▶ Passage shown:
01 December 2021, 01:39:19

On Tue, Nov 30, 2021 at 5:09 PM Peter Geoghegan <pg@bowt.ie> wrote:
> I believe that there have been several historic reasons why we need a
> cleanup lock during nbtree VACUUM, and that there is only one
> remaining reason for it today. So the history is unusually complicated.

Minor correction: we actually also have to worry about plain index
scans that don't use an MVCC snapshot, which is possible within
nbtree. It's quite likely when using logical replication, actually.
See the patch for more.

Like with the index-only scan case, a non-MVCC snapshot + plain nbtree
index scan cannot rely on heap access within the index scan node -- it
won't reliably notice that any newer heap tuples (that are really the
result of concurrent TID recycling) are not actually visible to its
MVCC snapshot -- because there isn't an MVCC snapshot. The only
difference in the index-only scan scenario is that we use the
visibility map (not the heap) -- which is racey in a way that makes
our MVCC snapshot (IOSs always have an MVCC snapshot) an ineffective
protection.

In summary, to be safe against confusion from concurrent TID recycling
during index/index-only scans, we can do either of the following
things:

1. Hold a pin of our leaf page while accessing the heap -- that'll
definitely conflict with the cleanup lock that nbtree VACUUM will
inevitably try to acquire on our leaf page.

OR:

2. Hold an MVCC snapshot, AND do an actual heap page access during the
plain index scan -- do both together.

With approach 2, our plain index scan must determine visibility using
real XIDs (against something like a dirty snapshot), rather than using
a visibility map bit. That is also necessary because the VM might
become invalid or ambiguous, in a way that's clearly not possible when
looking at full heap tuple headers with XIDs -- concurrent recycling
becomes safe if we know that we'll reliably notice it and not give
wrong answers.

Does that make sense?

-- 
Peter Geoghegan

Re: Why doesn't GiST VACUUM require a super-exclusive lock, like nbtree VACUUM?

From

Peter Geoghegan

Date:

09 December 2021, 01:40:37

On Tue, Nov 30, 2021 at 5:09 PM Peter Geoghegan <pg@bowt.ie> wrote:
> Attached draft patch attempts to explain things in this area within
> the nbtree README. There is a much shorter comment about it within
> vacuumlazy.c. I am concerned about GiST index-only scans themselves,
> of course, but I discovered this issue when thinking carefully about
> the concurrency rules for VACUUM -- I think it's valuable to formalize
> and justify the general rules that index access methods must follow.

Data records
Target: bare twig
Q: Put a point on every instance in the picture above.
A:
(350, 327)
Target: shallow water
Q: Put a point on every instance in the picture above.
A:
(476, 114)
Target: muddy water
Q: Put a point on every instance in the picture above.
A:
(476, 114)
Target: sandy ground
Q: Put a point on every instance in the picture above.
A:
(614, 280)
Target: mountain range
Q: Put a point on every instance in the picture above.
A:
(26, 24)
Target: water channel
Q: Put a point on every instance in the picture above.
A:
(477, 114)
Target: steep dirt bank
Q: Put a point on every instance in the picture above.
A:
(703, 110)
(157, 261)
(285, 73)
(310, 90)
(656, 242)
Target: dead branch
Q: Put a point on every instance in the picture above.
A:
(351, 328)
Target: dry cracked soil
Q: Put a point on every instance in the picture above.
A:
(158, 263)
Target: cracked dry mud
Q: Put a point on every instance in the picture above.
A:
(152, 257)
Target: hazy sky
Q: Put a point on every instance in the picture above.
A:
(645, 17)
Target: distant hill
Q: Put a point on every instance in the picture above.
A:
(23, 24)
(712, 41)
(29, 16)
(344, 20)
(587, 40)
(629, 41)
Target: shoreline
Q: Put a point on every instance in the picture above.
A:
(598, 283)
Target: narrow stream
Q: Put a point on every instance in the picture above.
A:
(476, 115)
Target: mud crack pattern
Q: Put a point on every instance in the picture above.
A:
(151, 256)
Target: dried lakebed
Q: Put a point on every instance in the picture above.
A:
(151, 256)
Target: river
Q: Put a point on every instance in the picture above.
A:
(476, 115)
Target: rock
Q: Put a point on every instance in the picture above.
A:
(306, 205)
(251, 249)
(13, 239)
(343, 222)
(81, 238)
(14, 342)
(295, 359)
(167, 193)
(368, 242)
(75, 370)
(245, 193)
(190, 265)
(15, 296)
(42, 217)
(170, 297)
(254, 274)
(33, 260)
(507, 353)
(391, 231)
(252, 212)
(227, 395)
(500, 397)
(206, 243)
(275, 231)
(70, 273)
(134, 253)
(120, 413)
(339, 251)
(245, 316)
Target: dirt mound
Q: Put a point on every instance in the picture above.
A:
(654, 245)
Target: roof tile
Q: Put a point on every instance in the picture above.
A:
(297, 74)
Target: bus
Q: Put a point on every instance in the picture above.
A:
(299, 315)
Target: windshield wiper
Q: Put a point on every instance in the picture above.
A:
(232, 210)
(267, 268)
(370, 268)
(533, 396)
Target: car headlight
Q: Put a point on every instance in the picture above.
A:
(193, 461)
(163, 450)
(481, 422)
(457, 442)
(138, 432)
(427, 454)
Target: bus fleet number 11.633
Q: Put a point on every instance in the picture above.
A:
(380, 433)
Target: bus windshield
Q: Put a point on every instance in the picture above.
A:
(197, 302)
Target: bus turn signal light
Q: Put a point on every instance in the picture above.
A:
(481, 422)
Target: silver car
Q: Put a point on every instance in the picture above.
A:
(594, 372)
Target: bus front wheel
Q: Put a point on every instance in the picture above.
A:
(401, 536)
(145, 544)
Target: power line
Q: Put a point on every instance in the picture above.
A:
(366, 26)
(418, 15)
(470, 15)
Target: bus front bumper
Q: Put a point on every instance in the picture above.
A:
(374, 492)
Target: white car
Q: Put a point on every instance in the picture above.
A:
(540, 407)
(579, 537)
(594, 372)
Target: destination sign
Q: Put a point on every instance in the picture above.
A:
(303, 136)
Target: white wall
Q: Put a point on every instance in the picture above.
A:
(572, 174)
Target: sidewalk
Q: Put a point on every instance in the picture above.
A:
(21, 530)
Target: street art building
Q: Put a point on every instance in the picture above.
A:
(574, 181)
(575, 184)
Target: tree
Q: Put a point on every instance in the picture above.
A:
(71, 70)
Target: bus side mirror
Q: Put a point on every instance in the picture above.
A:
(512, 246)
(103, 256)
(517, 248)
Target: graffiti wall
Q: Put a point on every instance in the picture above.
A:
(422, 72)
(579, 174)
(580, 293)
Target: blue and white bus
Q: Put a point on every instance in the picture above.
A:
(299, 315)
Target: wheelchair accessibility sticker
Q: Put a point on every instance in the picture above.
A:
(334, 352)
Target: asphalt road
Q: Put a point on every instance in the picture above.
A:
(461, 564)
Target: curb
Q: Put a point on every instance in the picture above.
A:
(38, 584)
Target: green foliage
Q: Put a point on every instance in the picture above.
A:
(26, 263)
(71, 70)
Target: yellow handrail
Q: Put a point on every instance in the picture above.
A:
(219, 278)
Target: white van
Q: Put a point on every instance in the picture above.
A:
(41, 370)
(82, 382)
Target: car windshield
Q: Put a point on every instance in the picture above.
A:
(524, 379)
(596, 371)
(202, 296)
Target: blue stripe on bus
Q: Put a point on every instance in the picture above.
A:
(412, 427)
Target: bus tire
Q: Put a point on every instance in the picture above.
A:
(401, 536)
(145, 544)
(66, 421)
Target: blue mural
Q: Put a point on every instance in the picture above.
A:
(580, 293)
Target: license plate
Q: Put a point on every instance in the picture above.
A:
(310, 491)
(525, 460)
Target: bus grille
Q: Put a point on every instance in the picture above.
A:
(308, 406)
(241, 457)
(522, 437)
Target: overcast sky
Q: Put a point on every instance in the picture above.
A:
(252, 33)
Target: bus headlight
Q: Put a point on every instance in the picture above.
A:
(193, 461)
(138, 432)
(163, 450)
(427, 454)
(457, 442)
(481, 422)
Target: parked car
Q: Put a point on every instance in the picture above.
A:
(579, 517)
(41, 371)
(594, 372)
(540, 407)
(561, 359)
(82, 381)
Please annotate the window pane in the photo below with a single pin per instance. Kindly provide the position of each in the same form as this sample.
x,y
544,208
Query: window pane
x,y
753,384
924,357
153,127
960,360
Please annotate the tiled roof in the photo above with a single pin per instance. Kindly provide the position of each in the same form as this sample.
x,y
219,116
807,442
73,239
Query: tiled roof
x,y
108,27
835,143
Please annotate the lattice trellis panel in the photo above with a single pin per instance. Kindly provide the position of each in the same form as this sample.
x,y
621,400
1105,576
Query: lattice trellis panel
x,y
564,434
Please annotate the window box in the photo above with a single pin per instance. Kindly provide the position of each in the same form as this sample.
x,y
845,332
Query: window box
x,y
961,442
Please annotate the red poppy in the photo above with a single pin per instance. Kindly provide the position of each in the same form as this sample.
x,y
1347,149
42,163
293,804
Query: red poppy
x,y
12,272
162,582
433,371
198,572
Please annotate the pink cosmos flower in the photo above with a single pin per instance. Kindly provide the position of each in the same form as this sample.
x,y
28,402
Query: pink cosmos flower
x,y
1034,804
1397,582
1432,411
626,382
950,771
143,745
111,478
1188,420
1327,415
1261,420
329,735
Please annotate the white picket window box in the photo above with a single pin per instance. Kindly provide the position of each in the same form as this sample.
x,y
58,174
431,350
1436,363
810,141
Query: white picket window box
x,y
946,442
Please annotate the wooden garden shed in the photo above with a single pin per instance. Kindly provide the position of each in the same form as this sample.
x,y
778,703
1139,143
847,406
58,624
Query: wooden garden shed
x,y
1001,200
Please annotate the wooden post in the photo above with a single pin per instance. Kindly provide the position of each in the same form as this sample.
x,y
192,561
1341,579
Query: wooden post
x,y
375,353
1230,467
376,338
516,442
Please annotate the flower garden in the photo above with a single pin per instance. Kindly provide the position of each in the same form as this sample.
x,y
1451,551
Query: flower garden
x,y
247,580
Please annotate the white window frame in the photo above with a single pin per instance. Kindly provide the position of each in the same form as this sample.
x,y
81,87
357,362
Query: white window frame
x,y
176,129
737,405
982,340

▶ To be done:
A. In the mailing-list thread on nbtree VACUUM, what must a plain index scan use to determine visibility under approach 2?
B. Please write what comes next in the mailing-list thread on nbtree VACUUM, starting right after its final line.

▶ Answers to the problems:
A. Real XIDs (checked against something like a dirty snapshot), rather than a visibility map bit.

B.
I pushed a commit that described how this works for nbtree, in the README file.

I think that there might be an even more subtle race condition in
nbtree itself, though, during recovery. We no longer do a "pin scan"
during recovery these days (see commits 9f83468b, 3e4b7d87, and
687f2cd7 for full information). I think that it might be necessary to
do that, just for the benefit of index-only scans -- if it's necessary
during original execution, then why not during recovery?

The work to remove "pin scans" was justified by pointing out that we
no longer use various kinds of snapshots during recovery, but it said
nothing about index-only scans, which need the TID recycling interlock
(i.e. need to hold onto a leaf page while accessing the heap in sync)
even with an MVCC snapshot. It's easy to imagine how it might have
been missed: nobody ever documented the general issue with index-only
scans, until now. Commit 2ed5b87f recognized they were unsafe for the
optimization that it added (to avoid blocking VACUUM), but never
explained why they were unsafe.

Going back to doing pin scans during recovery seems deeply
unappealing, especially to fix a totally narrow race condition.

-- 
Peter Geoghegan

Re: Why doesn't GiST VACUUM require a super-exclusive lock, like nbtree VACUUM?

From

Peter Geoghegan

Date:

03 December 2024, 19:21:04

On Mon, Dec 2, 2024 at 8:18 PM Peter Geoghegan <pg@bowt.ie> wrote:
> Attached is a refined version of a test case I posted earlier on [2],
> decisively proving that GiST index-only scans are in fact subtly
> broken. Right now it fails, showing a wrong answer to a query. The
> patch adds an isolationtest test case to btree_gist, based on a test
> case of Andres'.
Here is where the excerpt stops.